### OBJECTIF A
Répondez aux questions suivantes d'après le texte affiché ci-dessous :
(i) Combien de personnes ont défilé à Paris les 10 et 11 janvier 2015 ?
(ii) Combien d'incidents liés à la minute de silence ont été recensés officiellement ?
(iii) Quel est le nom de la ministre de l'Éducation nationale citée ?

### TEXTE AFFICHÉ
··········

Le lendemain de l’attentat à Charlie Hebdo, le jeudi 8 janvier 2015, une fusillade dans les rues de Montrouge devait coûter la vie à une jeune policière municipale. Le surlendemain, 9 janvier, Amédy Koulibaly prenait en otages les clients d’une épicerie cacher à Vincennes, et en abattait quatre. Les samedis 10 et dimanche 11 janvier 2015, avec le slogan « Je suis Charlie », quatre millions de personnes défilaient dans les principales villes de France, dont deux millions à Paris. Les manifestations se déroulèrent dans un calme exemplaire unissant les générations. Tous les observateurs notèrent néanmoins que la France du 11 janvier était très monocolore – blanche – avec une faible participation des banlieues et de la jeunesse métissée. Dans la même logique, ces cortèges étaient socialement très typés, avec une surreprésentation des classes moyennes et une sous-représentation des classes populaires. Ces caractéristiques inspireront à Emmanuel Todd une thèse [7] qui déclenchera une polémique. Sur la base de son analyse de la fracture sociale qui l’a rendu célèbre, il souligne les nouvelles divisions intervenues dans cette France qui vit avec plus de 10 % de chômeurs, où les « ouvriers ’de souche’ marginalisés et maltraités s’en prennent aux milieux populaires arabes, les jeunes Maghrébins s’en prennent aux juifs et réciproquement ». Prenant acte de la cartographie du 11 janvier qui illustre la plus forte mobilisation des régions de tradition catholique, Emmanuel Todd affirme que la France est désormais une « néo-République » qui ne fédère plus que « sa moitié supérieure éduquée, les classes moyennes et les gens âgés ». Il en conclut que la protestation était surtout dirigée contre l’islam, le droit au blasphème s’exerçant au détriment d’une des composantes les plus faibles de la société. En tout état de cause, le 11 janvier devait provoquer bien des confusions.
Deux poids, deux mesures
On vit ainsi se propager une curieuse comparaison entre la liberté dont avaient bénéficié les caricaturistes de Mahomet et la censure de Dieudonné. Cette idée du « deux poids-deux mesures » fera des ravages, encourageant de nombreux enfants à ne pas respecter la minute de silence décrétée dans les établissements scolaires. Officiellement, 200 incidents de ce type furent recensés, mais le décompte officiel est certainement très en dessous de la réalité. Tirant la leçon de cette expérience quelques mois plus tard, la ministre de l’Education nationale, Najat Vallaud-Belkacem, conclura que Dieudonné « a fait énormément de mal dans la jeunesse française » [8]. Elle a raison. A cette jeunesse en proie au doute et à l’incertitude, Dieudonné envoie des messages simplistes : les difficultés sont créées par « le système », lui-même dirigé par les Juifs, « ces négriers reconvertis dans la banque, le spectacle et aujourd’hui l’action terroriste qui manifestent leur soutien à la politique [d’Israël] » [9]. Ce « prêt à porter » idéologique vise particulièrement la jeunesse issue de l’immigration, exploitant le sentiment d’exclusion véhiculé par le cumul de toutes les difficultés. Comme toute leur génération, les jeunes Beurs et Blacks sont en proie au chômage de masse. Ils sont de surcroît victimes de discriminations. C’est le cas dans les loisirs (refus d’entrée dans certaines boîtes de nuit), dans la recherche d’emploi [10], et pour le logement [11], même lorsqu’ils ont fait des efforts pour acquérir les diplômes nécessaires. Comme l’écrit Hugues Lagrange : « La disparité croissante des revenus, l’augmentation de la pauvreté, le chômage sélectif qui touche les jeunes issus des immigrations africaines, surtout quand ils sont diplômés, et les jeunes des quartiers sensibles en général, ont ruiné le pacte social. Ils ont détruit ce qui rendait acceptable le discours des droits et des devoirs à la base d’une conception de l’intégration comme assimilation ».

··········

### LIGNES DE DONNÉES

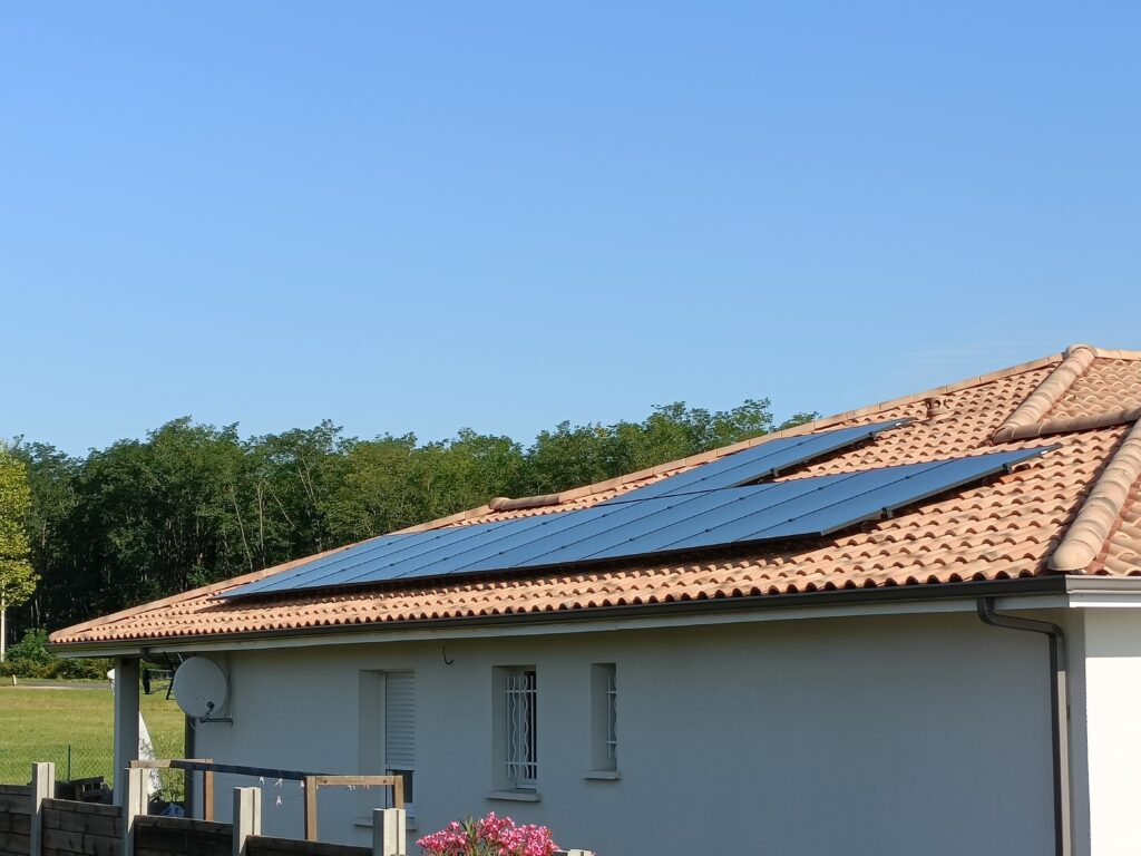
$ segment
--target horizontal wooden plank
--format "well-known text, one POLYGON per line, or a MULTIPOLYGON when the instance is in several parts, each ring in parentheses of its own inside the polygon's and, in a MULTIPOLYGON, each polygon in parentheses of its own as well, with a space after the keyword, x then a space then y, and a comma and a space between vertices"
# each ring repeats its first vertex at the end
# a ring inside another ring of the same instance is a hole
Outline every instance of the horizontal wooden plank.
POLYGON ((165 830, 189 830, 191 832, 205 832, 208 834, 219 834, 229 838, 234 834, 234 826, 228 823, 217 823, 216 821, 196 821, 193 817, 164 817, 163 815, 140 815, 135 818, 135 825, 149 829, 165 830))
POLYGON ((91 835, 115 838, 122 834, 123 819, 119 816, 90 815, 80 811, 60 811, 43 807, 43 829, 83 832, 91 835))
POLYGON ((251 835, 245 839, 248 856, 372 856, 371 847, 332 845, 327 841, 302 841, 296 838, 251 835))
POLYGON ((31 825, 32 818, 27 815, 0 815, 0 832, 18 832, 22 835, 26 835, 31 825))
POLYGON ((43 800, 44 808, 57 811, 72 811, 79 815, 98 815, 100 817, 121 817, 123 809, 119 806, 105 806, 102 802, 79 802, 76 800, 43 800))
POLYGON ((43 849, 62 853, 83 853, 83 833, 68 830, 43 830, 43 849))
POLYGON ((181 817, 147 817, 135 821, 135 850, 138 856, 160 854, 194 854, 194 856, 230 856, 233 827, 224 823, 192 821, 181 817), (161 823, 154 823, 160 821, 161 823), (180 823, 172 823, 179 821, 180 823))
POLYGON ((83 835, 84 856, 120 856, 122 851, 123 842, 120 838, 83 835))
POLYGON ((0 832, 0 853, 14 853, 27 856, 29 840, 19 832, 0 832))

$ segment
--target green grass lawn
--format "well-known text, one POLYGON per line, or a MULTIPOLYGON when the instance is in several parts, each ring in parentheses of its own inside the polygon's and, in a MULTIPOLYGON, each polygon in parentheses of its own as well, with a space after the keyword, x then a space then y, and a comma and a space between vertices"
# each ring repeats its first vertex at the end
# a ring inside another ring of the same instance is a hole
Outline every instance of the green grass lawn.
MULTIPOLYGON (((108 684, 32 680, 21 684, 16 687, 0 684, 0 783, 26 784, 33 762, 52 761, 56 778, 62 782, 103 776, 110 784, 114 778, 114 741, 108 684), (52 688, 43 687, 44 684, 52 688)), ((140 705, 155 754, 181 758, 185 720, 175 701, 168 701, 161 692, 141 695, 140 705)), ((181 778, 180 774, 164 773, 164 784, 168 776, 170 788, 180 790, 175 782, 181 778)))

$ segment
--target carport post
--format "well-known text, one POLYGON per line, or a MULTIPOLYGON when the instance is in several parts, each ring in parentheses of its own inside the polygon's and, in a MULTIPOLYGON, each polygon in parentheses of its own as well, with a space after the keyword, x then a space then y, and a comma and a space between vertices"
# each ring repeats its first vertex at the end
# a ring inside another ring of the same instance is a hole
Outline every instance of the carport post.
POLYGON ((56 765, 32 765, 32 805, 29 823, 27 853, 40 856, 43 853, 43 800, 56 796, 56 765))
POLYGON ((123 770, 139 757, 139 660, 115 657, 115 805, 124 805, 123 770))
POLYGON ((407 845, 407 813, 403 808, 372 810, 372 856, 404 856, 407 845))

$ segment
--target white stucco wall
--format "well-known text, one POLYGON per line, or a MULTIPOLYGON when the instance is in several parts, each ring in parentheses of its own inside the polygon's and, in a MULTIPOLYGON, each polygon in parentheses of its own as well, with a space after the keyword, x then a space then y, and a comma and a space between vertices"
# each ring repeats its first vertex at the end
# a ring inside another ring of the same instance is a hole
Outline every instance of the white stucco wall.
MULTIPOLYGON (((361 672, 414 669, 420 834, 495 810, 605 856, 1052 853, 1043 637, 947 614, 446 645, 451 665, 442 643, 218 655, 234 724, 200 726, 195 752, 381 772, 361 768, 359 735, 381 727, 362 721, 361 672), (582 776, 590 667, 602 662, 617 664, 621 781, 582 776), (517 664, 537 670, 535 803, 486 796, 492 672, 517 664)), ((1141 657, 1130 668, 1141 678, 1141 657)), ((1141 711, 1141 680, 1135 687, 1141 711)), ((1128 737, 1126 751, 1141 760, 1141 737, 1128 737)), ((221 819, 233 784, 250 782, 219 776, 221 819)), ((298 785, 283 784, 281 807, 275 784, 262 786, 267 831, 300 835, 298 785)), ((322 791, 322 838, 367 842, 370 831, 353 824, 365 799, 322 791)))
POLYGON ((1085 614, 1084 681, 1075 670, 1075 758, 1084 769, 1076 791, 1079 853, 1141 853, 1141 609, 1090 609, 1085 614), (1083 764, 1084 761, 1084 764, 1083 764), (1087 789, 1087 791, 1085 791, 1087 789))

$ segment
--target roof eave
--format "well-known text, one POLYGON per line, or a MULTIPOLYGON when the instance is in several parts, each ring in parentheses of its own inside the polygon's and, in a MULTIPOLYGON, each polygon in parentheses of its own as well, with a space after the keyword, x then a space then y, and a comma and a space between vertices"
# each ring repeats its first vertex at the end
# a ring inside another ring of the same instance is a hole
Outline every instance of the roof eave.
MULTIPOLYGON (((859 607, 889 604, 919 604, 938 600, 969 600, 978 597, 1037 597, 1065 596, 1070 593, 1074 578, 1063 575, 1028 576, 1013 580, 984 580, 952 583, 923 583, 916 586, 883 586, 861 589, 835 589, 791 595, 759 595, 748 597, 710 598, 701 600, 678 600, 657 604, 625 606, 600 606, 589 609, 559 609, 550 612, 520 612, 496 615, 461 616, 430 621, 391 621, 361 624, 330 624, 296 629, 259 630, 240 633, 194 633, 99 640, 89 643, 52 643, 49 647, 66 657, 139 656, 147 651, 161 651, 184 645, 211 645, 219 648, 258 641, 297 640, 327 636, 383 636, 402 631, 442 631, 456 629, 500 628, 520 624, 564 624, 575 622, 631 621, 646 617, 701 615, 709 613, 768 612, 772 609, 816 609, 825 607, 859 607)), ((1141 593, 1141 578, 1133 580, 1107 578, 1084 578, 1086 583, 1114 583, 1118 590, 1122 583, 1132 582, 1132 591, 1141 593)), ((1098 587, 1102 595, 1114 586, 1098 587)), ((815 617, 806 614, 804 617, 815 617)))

··········

### OBJECTIF B
Repérez dans les enregistrements ci-dessus chaque ligne qui contient le mot « horizontal », puis recopiez-la.

### RÉSULTAT OBTENU A
(i) Deux millions.
(ii) 200.
(iii) Najat Vallaud-Belkacem.

### RÉSULTAT OBTENU B
--target horizontal wooden plank
Outline every instance of the horizontal wooden plank.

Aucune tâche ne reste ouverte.